Extrait source =>
Notre sélection polar du mois de juillet
Un duel improbable
Un soir d’orage dans la région du Tessin, au nord de l’Italie, un meurtre rituel est commis. La suppliciée arbore un masque animal, elle est recouverte d’une peau de mouton et porte des cicatrices étranges ; nous sommes bien loin de la Sardaigne, mais presque tous les éléments de sa mise à mort sont une copie conforme des assassinats qui nous ont fait connaître les inspectrices Eva Croce et Mara Rais (voir L’île des âmes chez le même éditeur). Voilà qui est suffisant pour que Vito Strega s’amène avec ses deux collaboratrices. L’enquête s’avère rapidement complexe puisque le territoire est contrôlé par la ’Ndrangheta, la puissante mafia italienne, qui ne voit pas d’un bon œil l’arrivée des enquêteurs. Mais c’est loin d’être le seul écueil et, en bout de piste, Strega et son équipe seront conviés à un duel aussi improbable qu’inattendu. Comme à l’habitude, l’écriture de Piergiorgio Pulixi est remarquable de précision et de poésie (bravo pour la traduction !), truffée de patois savoureux et portée par des personnages hauts en couleur.
Michel Bélair
La septième lune
★★★1/2
Piergiorgio Pulixi, traduit par Anatole Pons-Reumaux, Gallmeister, Paris, 2024, 528 pages
Affrontement cataclysmique
Quelque part au début des années 1960, Aaron Holland Broussard travaille dans une ferme près de Trinidad, à l’extrémité sud du Colorado, tout près de la frontière avec le Nouveau-Mexique. Le travail est dur, mais cet intello en route vers l’Ouest y trouve son compte puisqu’il oublie ainsi les images sombres qui l’assaillent depuis la guerre de Corée. Mais voilà qu’il rencontre une jeune femme dont il tombe éperdument amoureux… et qui est convoitée par le psychopathe du coin, Darrell Vickers ; l’affrontement sera cataclysmique. Il y a aussi que la région est connue pour la grande violence avec laquelle on y a réprimé les revendications de travailleurs miniers quelques années plus tôt. Et Burke en profite pour faire flotter, grâce au personnage complexe de Holland Broussard, le souvenir de l’événement en utilisant une sorte de « réalisme magique » où les défonces des chevelus du coin se mêlent aux silhouettes des fantômes des mineurs sacrifiés. Un livre dur, livré dans un style admirable bien rendu par la traduction.

Jeu de données =>

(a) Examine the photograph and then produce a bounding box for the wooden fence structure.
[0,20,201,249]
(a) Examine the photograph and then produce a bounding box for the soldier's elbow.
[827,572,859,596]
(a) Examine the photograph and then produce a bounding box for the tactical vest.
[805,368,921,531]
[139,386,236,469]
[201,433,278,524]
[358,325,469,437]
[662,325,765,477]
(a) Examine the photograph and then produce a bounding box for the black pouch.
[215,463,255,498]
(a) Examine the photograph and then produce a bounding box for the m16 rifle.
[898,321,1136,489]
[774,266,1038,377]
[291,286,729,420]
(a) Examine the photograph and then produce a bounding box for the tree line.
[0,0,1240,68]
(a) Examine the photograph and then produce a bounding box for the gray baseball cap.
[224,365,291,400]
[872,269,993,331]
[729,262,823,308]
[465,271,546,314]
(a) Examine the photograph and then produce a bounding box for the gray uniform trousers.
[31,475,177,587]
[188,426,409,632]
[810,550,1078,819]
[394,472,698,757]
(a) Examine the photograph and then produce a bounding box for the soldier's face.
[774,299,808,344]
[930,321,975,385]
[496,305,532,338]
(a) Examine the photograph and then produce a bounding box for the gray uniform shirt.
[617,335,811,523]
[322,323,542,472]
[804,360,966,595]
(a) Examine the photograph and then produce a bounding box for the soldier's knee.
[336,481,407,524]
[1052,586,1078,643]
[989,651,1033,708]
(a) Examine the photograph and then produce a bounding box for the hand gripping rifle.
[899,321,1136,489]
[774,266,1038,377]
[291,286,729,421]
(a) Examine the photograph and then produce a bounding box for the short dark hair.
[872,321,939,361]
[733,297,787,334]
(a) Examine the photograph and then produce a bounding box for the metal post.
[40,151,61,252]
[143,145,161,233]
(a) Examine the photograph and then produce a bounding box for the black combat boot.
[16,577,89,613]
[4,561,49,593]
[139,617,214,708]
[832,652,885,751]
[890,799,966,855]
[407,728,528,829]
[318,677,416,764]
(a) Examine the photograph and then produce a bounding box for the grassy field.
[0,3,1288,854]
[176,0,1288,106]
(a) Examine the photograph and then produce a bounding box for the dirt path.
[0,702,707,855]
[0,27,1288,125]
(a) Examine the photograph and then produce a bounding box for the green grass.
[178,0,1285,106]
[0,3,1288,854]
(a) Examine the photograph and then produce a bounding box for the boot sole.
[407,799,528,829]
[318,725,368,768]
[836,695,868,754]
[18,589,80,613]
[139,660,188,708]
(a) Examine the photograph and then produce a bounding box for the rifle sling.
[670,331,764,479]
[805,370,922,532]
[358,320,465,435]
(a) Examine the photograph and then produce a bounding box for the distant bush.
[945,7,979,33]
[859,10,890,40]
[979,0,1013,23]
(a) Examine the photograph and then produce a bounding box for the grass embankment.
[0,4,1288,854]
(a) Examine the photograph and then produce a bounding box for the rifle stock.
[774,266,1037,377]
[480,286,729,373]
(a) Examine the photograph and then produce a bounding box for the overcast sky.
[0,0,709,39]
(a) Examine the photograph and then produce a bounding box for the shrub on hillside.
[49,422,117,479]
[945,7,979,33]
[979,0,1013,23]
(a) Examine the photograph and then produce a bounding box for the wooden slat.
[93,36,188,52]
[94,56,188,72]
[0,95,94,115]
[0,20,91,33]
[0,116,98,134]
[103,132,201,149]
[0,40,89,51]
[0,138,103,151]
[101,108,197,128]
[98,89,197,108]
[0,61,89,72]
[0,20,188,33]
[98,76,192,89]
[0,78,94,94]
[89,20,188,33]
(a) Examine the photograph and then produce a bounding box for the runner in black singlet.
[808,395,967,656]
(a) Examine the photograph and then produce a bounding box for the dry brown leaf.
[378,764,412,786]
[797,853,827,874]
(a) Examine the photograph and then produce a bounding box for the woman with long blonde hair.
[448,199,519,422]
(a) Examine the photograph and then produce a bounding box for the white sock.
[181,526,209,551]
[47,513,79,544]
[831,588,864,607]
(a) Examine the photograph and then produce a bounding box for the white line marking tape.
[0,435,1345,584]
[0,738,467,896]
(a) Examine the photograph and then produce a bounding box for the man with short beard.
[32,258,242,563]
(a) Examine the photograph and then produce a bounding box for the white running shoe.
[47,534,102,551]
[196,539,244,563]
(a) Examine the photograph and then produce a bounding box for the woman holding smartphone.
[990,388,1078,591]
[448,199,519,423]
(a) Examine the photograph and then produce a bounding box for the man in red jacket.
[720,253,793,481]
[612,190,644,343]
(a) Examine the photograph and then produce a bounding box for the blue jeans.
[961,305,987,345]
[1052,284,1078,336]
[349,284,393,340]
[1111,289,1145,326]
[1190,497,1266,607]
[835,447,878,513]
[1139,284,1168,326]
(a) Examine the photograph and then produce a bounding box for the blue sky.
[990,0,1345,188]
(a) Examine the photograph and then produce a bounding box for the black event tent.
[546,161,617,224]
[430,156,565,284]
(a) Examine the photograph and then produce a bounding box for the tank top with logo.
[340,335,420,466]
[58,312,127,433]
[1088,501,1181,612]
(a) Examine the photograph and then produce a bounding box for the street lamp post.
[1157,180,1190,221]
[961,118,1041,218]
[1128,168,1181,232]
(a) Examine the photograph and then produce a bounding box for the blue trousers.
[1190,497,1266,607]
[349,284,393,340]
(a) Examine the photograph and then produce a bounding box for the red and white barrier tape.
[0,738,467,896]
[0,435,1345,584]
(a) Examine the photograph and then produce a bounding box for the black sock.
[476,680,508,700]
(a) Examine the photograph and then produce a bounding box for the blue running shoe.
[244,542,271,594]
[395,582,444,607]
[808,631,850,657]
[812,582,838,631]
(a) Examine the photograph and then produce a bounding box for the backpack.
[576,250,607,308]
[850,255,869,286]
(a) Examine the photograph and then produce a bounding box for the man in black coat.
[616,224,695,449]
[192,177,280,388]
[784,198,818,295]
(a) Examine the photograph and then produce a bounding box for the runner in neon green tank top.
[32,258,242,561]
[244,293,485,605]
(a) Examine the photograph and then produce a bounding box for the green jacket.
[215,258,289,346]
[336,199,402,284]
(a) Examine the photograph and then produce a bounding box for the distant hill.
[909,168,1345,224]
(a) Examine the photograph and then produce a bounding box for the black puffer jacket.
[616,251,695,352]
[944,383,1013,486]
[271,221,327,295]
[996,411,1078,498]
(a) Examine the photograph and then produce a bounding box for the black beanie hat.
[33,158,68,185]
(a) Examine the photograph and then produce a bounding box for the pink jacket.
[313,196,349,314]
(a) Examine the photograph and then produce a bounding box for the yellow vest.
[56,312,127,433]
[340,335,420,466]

Consigne => Indiquez si chaque affirmation concorde avec la sélection polar, par oui ou par non, en citant mot pour mot les termes qui tranchent : (a) le meurtre rituel est commis un soir d’orage dans la région du Tessin ; (b) la ’Ndrangheta voit d’un bon œil l’arrivée des enquêteurs ; (c) Darrell Vickers est présenté comme un intello en route vers l’Ouest. Seule la sélection polar sert de référence.

Réponse attendue =>
(a) Oui : « Un soir d’orage dans la région du Tessin, au nord de l’Italie, un meurtre rituel est commis. »
(b) Non : « qui ne voit pas d’un bon œil l’arrivée des enquêteurs »
(c) Non : « le psychopathe du coin, Darrell Vickers »